_任务说明_
在下面的数据行中找出所有含有字符串“roll”的行，并把这些行逐一抄写出来。匹配时区分大小写。

_任务数据_
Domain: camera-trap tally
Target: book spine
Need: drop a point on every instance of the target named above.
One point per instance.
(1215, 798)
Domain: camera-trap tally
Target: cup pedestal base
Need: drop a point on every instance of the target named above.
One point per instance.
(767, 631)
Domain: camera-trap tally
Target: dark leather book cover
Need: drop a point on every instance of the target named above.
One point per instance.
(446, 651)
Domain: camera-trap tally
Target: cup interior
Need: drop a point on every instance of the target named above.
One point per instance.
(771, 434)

...

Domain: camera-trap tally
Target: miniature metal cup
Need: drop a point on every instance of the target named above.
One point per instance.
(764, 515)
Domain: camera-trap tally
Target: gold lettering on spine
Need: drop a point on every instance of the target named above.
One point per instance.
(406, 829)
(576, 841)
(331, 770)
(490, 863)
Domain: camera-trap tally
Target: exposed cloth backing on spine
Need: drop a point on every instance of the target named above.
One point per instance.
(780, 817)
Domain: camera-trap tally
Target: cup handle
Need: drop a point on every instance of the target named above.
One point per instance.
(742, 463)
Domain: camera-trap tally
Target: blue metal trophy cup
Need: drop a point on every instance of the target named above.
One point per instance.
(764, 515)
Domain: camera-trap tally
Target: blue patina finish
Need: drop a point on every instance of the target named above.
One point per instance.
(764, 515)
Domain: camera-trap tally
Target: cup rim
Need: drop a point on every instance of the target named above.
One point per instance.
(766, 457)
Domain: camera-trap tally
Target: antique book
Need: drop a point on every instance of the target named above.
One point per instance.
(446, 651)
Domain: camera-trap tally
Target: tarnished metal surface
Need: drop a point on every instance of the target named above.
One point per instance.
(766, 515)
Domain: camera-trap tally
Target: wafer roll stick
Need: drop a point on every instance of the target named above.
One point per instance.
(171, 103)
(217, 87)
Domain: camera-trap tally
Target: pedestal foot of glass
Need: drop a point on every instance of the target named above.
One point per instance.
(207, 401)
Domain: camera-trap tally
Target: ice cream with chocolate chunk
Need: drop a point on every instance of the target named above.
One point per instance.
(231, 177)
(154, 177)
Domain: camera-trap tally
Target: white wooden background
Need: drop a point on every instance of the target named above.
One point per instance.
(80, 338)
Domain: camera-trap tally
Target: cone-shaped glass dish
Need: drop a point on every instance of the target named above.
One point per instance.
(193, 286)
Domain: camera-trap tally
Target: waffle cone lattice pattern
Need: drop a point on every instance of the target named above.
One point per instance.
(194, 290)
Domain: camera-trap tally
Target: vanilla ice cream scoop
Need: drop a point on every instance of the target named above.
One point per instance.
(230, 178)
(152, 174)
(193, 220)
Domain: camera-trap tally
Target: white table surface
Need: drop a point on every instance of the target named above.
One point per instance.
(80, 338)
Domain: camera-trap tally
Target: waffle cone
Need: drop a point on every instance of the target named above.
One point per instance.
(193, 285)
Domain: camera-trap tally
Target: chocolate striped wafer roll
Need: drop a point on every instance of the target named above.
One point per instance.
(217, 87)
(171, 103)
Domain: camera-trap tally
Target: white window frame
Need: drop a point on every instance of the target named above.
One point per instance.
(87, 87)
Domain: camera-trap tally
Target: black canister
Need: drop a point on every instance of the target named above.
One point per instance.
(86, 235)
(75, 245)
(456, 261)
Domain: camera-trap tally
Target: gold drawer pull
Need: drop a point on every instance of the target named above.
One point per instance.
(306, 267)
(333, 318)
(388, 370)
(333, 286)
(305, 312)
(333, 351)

==

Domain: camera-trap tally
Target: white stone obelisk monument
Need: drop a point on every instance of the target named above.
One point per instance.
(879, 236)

_练习结果_
Target: wafer roll stick
Target: chocolate striped wafer roll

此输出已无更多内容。